Extrait à lire.
————

Dans sa collection “Ces débats que les politiques devraient avoir”, l’hebdomadaire Marianne vient de publier un nouveau dossier entièrement consacré à la laïcité, principe vital de la République française. Un dossier dans lequel figure cet article consacré à la volonté d’Atatürk et Bourguiba, convaincus que l’omniprésence de l’islam bloquait le développement des peuples turcs et tunisiens, d’engager des réformes inédites en s’inspirant de la laïcité à la française..
article par Martine Gozlan, publié sur le site marianne.fr, le 04 03 2021
« Dans la bibliothèque de Mustapha Kemal – Atatürk – encore ouverte il y a quelques années aux visiteurs dans le mausolée d’Ankara, on voyait, annotés, des exemplaires de Voltaire et de Montesquieu. Cette phrase, notamment, de L’Esprit des lois : « Dans la naissance des sociétés, ce sont les chefs des républiques qui forment l’institution, et c’est ensuite l’institution qui forme les chefs des républiques ». Atatürk (1881-1938) fonda et forma la République turque, premier pays laïque des terres d’islam, en s’appuyant sur les idées que ce grand lecteur, athée déclaré, avait reconnues comme novatrices et universelles chez les philosophes français. La bibliothèque de Habib Bourguiba, (1903-2000), premier réformateur de l’islam en terre arabe, se déchiffra longtemps dans les rues de son pays, sur le visage découvert des femmes, à travers la brise sur leurs épaules nues.

————

Données fournies.
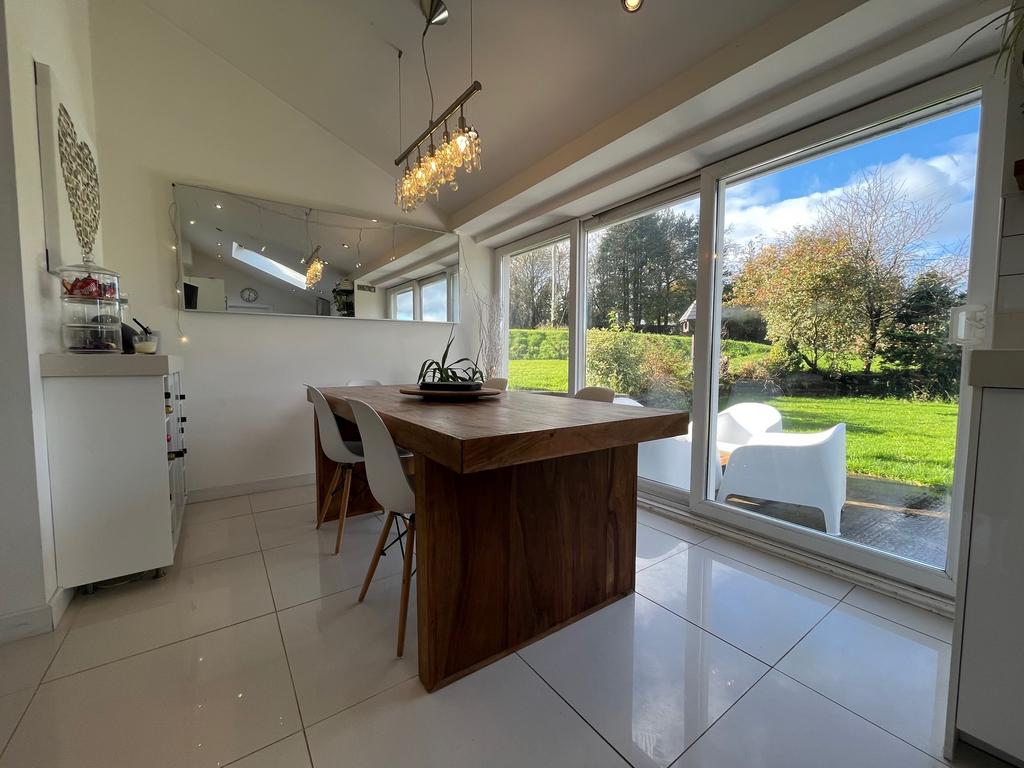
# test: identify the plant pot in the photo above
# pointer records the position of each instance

————

Consigne. Citez textuellement le passage de l'article sur la laïcité qui va de « Dans sa collection » jusqu'à « à la française.. » inclus.

Réponse.
Dans sa collection “Ces débats que les politiques devraient avoir”, l’hebdomadaire Marianne vient de publier un nouveau dossier entièrement consacré à la laïcité, principe vital de la République française. Un dossier dans lequel figure cet article consacré à la volonté d’Atatürk et Bourguiba, convaincus que l’omniprésence de l’islam bloquait le développement des peuples turcs et tunisiens, d’engager des réformes inédites en s’inspirant de la laïcité à la française..